# START OF DATA FOR THIS EXERCISE

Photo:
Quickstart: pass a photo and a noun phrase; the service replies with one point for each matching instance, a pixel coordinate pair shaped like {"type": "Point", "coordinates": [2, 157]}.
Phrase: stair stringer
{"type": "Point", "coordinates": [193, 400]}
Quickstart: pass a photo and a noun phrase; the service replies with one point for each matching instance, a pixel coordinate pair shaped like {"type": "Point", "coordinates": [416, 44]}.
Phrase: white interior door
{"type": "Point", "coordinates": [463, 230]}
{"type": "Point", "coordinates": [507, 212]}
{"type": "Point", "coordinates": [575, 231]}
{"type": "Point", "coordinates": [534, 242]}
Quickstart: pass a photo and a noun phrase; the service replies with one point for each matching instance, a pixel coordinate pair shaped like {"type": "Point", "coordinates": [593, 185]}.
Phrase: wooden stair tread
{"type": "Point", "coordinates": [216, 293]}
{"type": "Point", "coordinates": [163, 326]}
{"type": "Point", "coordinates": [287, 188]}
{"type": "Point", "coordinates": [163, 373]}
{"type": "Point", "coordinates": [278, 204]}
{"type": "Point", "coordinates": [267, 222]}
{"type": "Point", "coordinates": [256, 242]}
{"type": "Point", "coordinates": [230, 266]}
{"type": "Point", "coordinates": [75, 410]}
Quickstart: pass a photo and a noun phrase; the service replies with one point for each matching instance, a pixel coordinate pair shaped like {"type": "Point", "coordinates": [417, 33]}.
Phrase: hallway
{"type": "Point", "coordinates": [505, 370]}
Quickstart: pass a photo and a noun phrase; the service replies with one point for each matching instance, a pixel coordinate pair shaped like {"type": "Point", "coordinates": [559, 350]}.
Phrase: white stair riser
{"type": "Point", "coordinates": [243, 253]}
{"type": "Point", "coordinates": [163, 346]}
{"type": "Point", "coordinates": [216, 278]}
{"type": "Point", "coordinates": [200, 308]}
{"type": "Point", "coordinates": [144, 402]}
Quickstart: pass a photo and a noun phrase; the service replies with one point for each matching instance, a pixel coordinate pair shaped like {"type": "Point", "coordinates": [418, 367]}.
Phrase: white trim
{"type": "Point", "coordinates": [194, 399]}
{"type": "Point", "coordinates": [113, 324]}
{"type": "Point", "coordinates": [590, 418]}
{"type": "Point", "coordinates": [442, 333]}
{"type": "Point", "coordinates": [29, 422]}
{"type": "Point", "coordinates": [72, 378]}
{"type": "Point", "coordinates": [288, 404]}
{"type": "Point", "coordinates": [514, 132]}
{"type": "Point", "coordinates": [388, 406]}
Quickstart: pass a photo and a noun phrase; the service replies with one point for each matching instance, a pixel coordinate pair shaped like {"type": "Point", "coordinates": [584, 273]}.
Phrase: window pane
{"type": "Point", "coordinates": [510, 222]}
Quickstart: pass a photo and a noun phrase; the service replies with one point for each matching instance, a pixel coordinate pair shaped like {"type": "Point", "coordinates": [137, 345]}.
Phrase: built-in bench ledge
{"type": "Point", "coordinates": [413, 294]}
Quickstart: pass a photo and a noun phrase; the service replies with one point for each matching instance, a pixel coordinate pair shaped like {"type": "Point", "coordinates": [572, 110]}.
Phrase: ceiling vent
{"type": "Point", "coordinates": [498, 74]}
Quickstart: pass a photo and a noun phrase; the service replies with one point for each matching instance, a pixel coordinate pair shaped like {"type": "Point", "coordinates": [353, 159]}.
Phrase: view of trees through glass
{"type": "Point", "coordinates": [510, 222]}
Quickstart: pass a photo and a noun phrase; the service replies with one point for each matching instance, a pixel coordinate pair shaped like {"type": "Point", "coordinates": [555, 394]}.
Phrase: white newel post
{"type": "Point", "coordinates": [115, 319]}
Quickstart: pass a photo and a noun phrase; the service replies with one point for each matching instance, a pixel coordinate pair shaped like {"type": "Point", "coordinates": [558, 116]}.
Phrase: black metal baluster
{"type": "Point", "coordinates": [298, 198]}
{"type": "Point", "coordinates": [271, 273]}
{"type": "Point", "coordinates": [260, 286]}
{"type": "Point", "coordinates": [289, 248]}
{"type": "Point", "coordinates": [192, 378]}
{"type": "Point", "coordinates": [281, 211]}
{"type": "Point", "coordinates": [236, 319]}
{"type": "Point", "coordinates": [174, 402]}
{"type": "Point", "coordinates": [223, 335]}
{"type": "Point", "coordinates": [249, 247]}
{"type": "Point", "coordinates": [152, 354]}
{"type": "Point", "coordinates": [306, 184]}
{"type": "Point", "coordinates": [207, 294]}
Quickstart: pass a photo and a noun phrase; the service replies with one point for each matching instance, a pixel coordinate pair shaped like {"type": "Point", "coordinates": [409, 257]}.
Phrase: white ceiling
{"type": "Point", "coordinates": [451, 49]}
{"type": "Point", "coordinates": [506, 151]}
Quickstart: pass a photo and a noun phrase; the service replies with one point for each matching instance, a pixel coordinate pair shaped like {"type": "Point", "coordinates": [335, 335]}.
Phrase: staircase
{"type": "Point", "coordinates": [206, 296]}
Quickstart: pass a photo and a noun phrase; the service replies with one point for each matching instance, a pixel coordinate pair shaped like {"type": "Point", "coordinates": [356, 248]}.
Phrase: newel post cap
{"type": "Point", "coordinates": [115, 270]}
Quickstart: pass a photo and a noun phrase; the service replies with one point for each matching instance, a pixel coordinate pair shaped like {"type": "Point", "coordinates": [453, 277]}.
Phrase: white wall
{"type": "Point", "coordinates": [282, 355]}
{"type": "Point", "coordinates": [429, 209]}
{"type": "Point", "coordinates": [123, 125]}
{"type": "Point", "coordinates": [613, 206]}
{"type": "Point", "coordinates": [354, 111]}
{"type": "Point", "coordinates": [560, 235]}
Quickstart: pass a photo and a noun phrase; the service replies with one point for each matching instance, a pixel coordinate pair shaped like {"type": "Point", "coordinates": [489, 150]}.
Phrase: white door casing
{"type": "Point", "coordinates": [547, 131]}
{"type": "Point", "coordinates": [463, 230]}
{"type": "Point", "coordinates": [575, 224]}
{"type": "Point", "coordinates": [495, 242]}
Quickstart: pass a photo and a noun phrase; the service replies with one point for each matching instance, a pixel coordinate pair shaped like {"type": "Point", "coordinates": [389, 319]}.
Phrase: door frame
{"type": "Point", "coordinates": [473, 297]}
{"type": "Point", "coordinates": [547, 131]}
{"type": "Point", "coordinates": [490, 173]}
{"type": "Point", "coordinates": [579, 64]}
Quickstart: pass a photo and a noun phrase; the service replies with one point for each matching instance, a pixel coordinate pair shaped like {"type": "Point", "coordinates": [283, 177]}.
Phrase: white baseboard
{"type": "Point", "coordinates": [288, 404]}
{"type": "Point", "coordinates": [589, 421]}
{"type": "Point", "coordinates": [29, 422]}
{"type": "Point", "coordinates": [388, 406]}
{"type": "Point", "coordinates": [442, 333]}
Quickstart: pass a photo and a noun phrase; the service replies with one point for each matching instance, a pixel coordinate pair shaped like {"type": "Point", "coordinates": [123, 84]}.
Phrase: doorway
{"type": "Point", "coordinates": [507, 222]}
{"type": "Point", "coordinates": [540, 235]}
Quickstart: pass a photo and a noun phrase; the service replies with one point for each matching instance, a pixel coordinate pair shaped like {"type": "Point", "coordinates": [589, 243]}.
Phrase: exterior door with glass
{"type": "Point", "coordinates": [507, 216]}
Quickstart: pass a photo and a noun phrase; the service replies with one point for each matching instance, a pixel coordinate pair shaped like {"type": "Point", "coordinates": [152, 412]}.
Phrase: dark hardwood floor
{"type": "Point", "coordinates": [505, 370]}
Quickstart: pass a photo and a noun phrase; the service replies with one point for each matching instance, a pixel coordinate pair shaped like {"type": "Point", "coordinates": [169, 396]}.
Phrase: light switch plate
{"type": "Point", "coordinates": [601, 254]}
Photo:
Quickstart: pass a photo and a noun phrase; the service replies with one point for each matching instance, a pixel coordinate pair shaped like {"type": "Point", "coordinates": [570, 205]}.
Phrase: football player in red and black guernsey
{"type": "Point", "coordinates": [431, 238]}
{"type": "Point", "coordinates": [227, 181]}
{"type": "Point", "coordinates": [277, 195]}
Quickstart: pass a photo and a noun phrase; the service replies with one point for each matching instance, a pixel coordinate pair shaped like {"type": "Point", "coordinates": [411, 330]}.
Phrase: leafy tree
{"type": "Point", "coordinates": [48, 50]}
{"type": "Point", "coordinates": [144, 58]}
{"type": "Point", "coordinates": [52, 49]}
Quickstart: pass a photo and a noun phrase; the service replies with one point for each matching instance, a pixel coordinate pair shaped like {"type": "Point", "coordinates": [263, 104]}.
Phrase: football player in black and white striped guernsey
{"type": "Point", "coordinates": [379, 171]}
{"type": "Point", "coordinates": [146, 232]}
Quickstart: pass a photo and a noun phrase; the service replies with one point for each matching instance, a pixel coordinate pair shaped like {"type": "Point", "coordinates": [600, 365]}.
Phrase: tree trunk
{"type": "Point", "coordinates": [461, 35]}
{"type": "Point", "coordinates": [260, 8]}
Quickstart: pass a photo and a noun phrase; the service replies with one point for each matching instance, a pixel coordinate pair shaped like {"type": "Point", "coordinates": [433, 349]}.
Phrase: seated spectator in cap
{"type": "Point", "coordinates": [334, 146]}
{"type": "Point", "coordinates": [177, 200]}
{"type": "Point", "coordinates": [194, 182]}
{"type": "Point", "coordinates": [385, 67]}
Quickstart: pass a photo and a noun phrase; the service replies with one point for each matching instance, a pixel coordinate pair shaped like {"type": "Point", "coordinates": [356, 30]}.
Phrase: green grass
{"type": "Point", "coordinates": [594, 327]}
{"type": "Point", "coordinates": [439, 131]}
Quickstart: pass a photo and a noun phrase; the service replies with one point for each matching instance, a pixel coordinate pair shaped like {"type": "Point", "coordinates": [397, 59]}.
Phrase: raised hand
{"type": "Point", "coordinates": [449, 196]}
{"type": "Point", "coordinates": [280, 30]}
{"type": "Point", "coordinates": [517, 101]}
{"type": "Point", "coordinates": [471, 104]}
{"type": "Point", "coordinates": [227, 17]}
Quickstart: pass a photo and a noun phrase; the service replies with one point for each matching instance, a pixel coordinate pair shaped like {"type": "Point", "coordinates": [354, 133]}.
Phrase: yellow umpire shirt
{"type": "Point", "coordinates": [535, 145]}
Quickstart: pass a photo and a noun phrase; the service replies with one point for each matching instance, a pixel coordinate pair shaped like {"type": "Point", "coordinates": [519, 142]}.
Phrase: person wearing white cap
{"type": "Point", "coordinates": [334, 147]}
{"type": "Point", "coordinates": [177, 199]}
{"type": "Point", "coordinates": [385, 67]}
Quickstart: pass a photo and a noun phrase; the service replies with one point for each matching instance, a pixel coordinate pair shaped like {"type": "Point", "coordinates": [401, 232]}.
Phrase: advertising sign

# END OF DATA FOR THIS EXERCISE

WHAT IS EXPECTED
Filter the records above, copying every line that contains the word "football".

FULL SOLUTION
Phrase: football player in red and black guernsey
Phrase: football player in black and white striped guernsey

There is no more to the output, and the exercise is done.